GOAL: Which lines of the listing below contain the word "short"? Copy each of them in full.
##### RECORD EXCERPTS #####
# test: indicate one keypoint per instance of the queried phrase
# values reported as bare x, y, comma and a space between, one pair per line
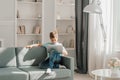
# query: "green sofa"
22, 64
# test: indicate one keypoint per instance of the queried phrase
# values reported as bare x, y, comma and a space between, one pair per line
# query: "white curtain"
98, 54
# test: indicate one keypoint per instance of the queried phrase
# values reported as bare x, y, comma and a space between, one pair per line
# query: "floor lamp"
94, 8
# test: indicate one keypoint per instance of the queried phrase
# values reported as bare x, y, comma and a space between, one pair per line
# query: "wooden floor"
78, 76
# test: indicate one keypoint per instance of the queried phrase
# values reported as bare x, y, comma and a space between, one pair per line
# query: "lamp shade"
93, 8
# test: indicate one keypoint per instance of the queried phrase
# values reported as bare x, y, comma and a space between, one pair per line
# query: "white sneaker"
48, 71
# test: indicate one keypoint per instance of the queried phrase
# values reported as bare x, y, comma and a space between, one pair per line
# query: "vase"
115, 72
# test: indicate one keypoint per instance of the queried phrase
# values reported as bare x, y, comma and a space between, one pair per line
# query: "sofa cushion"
36, 73
32, 56
13, 73
7, 57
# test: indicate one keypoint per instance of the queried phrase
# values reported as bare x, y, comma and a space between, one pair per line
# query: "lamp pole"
95, 8
104, 37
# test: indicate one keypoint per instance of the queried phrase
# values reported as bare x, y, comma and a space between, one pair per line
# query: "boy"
55, 50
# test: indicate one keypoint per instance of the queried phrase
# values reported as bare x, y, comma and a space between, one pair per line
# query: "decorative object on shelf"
60, 1
58, 29
36, 0
71, 43
58, 15
18, 15
65, 43
39, 16
21, 29
36, 30
70, 29
114, 64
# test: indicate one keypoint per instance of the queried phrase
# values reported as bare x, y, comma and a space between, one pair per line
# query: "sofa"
20, 63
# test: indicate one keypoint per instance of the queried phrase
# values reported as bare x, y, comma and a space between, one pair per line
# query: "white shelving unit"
29, 22
65, 22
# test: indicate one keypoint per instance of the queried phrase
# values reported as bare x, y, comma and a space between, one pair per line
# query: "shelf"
25, 2
61, 4
70, 48
65, 34
29, 18
69, 19
29, 34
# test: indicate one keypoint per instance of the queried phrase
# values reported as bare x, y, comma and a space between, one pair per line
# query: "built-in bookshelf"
29, 22
65, 22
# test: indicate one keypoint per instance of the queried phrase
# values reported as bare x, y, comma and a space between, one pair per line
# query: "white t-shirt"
55, 46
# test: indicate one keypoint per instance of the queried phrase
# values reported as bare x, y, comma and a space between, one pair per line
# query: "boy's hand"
33, 45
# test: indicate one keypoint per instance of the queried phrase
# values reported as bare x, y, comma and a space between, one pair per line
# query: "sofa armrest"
68, 62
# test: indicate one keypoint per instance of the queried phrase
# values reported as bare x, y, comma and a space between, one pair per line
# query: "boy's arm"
64, 52
33, 45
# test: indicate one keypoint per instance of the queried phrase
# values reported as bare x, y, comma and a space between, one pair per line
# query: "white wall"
7, 22
49, 21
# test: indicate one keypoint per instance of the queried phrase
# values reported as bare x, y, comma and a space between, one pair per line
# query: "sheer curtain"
97, 56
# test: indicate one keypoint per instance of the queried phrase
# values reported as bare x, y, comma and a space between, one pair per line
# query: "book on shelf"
36, 30
21, 29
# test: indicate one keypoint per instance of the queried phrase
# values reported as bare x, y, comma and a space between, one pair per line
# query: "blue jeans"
52, 62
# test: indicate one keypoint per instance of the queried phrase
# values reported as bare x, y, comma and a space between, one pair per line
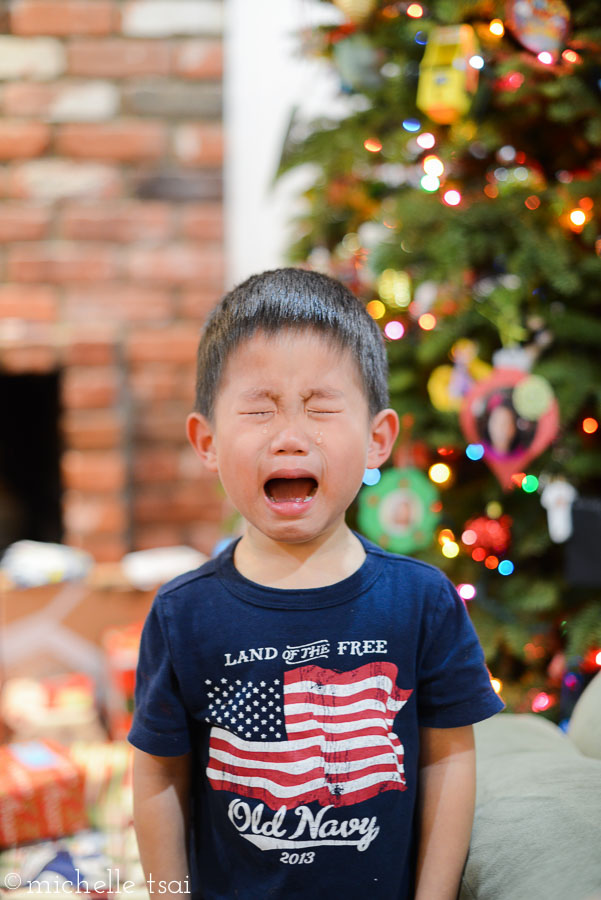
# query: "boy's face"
291, 434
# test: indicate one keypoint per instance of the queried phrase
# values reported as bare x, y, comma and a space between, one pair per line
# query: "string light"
433, 165
427, 321
411, 124
570, 56
541, 702
530, 484
371, 476
373, 145
430, 183
394, 330
426, 140
452, 198
494, 509
439, 473
474, 451
450, 549
578, 217
376, 309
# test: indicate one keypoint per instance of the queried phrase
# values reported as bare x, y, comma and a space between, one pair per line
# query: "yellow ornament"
447, 75
356, 11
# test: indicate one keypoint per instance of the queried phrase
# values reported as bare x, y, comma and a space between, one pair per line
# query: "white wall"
265, 77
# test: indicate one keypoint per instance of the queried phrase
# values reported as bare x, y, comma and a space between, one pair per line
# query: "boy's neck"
325, 560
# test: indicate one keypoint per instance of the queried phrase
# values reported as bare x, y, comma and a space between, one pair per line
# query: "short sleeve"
454, 687
160, 724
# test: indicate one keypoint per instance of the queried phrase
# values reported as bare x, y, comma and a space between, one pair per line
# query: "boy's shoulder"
405, 566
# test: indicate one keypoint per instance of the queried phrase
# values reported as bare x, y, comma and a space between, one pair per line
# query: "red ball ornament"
492, 535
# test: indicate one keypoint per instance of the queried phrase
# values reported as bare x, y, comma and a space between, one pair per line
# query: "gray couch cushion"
537, 827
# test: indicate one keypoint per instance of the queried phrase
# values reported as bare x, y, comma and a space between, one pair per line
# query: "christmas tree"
460, 198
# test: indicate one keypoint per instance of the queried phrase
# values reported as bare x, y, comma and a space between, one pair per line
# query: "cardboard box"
41, 793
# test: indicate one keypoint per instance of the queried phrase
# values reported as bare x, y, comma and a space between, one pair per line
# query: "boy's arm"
447, 788
161, 786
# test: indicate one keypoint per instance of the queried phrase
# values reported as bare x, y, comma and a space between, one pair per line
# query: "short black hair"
291, 298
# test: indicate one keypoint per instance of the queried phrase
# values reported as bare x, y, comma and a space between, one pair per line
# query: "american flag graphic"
332, 742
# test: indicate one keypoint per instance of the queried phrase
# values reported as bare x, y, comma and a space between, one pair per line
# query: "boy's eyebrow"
267, 394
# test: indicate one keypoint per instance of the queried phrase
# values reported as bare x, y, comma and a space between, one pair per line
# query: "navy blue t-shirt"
301, 709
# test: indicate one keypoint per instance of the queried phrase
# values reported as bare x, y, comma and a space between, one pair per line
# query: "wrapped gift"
41, 792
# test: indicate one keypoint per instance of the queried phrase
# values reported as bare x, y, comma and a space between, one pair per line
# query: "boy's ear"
200, 435
384, 432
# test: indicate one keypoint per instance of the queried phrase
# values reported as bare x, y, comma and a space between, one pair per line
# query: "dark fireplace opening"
30, 488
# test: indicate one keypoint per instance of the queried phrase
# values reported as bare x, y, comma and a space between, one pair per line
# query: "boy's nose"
290, 439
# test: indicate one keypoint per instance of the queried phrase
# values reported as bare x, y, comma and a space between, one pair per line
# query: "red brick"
125, 141
117, 303
94, 344
199, 144
63, 17
196, 304
175, 344
118, 222
176, 503
165, 425
94, 387
33, 303
60, 262
24, 223
88, 514
92, 429
199, 59
114, 58
23, 140
25, 98
94, 471
153, 383
178, 264
51, 179
202, 222
30, 358
156, 465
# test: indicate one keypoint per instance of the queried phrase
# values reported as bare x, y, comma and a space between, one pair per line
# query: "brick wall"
111, 222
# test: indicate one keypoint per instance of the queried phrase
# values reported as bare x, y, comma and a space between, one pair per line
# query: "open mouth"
290, 490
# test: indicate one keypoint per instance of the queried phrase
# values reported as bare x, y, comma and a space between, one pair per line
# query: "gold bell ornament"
356, 11
446, 77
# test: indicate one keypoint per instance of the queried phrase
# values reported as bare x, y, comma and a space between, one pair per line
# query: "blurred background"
443, 160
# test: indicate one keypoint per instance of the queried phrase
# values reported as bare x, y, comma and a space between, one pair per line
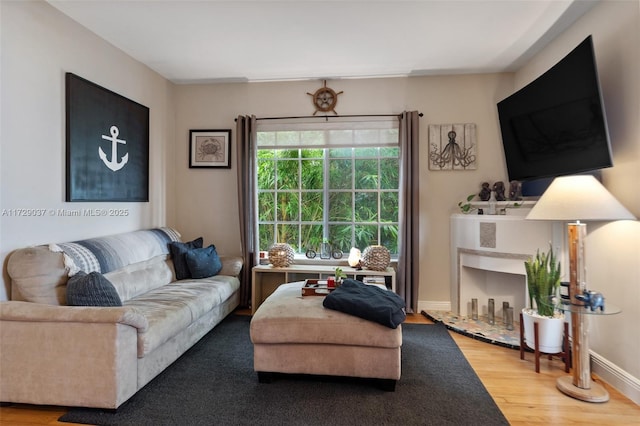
#####
CORRECT RESULT:
# query: "short sleeve"
# query: "short black hair"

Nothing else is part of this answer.